- _What to produce_
Rescale the records below by writing out every line again, requests included, with each coordinate in the answers multiplied by 2 and rounded to a whole number, halves going up. Leave all numbers in the requests unchanged.

- _Data to process_
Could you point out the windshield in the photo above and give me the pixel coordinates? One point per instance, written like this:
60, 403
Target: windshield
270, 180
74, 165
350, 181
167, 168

- _Written solution_
Could you point out the windshield in the photo above and give me the pixel coordinates? One point per instance, written like this:
60, 403
Target: windshield
540, 360
148, 330
700, 362
334, 336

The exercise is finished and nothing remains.